> TEXT BLOCK:
I'd like to describe my personal project which I've worked on during the past few days.
(Top)
1 TL;DR
2 The long version
2.1 Motivation
2.2 Ravensburger TipToi
2.3 Approach
2.4 Starting out
2.5 Checking the data
2.6 Extracting audio files
2.7 Failed translations
2.8 Filtering out the too long ones
2.9 Filtering out files without speech
2.10 Speech-to-speech translation
2.11 Assembling a new GME file with the updated audio files
2.12 Testing
2.13 Future work
I've applied Meta's SeamlessExpressive speech-to-speech translation model to an interactive audio book TipToi to translate it from German into English.
I think it's not too bad! :) link to code repository
I like using TipToi when playing with my kids and I had this idea of doing German → English audio translation in my head for a while. I wasn't sure if the translation quality would be sufficient, but I hoped for a natural-sounding result that my kids could enjoy.
I haven't done personal projects for a while, so I thought now it's a good time to spend some time on it. I've done similar work (although in another domain) at my job for the past few years, so it's nice to do something as an open source project. I have little experience with audio and applying state of the art machine learning models to it, so that looked like a good excuse to change that.
I think the demo video above demonstrates nicely how TipToi works. TipToi uses optical identification for identifying which sounds to play when it touches the surface. Overall it's a nice and well made toy to have around.
While TipToi's content is stored in its own proprietary format, there's an awesome open source community which has reverse engineered large portion of it. This is a very cool effort which has enabled this project and many others. Another project I did in the past was to print out my own books with songs, stories my kids like.
I quite like how TipToi works - to get an audio content for a book you own you just download a respective GME file from their website and copy it over USB to the pen. I like that they don't require any registration, subscription or a silly app to manage the pen. The pen will keep working until it breaks and you can download GME files for new books as long as Ravensburger hosts them.
At the end I've arrived at the following workflow:
I'll go over those steps below.
I've left out some of the boring steps, but you can read through this function to see the exact implementation.
The most critical aspect of this project was the translation bit. So I've started with that and once I got promising results I carried on with the rest of the tasks.
The Seamless Communication repository contains multiple models that can perform multiple tasks (e.g. text-to-text, speech-to-text, text-to-speech translations).
I've started by translating a sample audio file (from the book Mein Wörter-Bilderbuch: Unser Zuhause) with multiple models (SeamlessM4T-Large v2, SeamlessM4T-Large v1, SeamlessM4T-Medium v1) and into multiple languages (English, Slovak).
At the start I was worried that my laptop GPU wouldn't have enough memory to hold the large models, but with some luck I've managed to run inference on the large ones too after stopping all GUI applications and my desktop environment.
Here are some initial results. I don't think I can share the input audio because of copyright reasons, but hopefully it's fine to post the translated audio.

> EXERCISES TO COMPLETE:
A - In the project write-up, what had to be stopped before the large models would run on the laptop GPU?
B - Retype the passage of the project write-up starting at "Here are some" and ending at "the translated audio.".
C - Which models does the project write-up say were used to translate the sample audio file? Name each one.

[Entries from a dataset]
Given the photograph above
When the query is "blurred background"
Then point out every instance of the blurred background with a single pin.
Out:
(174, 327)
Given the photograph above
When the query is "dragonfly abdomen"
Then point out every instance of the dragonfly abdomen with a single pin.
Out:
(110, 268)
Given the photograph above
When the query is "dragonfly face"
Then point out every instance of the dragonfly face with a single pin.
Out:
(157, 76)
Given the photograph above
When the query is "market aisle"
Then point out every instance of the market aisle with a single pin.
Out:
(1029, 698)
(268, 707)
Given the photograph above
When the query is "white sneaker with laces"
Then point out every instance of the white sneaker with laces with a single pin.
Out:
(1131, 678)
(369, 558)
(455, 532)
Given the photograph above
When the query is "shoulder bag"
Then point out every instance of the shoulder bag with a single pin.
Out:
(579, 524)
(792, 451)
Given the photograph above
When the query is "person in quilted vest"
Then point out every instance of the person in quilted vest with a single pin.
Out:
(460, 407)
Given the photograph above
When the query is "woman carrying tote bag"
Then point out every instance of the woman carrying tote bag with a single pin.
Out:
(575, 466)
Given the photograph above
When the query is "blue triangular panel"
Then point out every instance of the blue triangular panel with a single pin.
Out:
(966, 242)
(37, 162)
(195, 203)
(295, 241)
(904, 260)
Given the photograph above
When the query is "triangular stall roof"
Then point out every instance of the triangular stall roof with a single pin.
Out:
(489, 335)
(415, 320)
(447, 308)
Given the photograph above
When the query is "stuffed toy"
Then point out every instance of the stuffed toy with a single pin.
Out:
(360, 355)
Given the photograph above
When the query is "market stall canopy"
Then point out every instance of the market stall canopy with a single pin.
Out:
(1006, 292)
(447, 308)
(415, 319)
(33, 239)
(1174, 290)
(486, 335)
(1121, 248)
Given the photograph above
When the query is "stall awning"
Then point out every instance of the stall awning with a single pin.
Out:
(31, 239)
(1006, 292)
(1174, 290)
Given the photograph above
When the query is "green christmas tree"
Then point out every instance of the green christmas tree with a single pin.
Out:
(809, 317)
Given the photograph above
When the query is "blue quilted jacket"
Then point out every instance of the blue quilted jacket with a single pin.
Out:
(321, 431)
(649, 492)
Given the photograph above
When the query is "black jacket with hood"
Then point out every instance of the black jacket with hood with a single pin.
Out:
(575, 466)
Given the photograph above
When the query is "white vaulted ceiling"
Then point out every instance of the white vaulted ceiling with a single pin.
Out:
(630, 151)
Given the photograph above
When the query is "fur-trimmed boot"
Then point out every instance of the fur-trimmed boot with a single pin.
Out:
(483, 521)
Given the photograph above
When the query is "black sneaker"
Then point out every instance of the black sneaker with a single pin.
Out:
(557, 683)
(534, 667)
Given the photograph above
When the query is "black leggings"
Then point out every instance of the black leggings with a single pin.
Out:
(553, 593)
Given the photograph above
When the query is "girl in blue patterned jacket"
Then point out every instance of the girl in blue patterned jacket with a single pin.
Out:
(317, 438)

> SOLUTIONS IN ORDER:
A - All GUI applications and the desktop environment.

B -
Here are some initial results. I don't think I can share the input audio because of copyright reasons, but hopefully it's fine to post the translated audio.

C - SeamlessM4T-Large v2, SeamlessM4T-Large v1, SeamlessM4T-Medium v1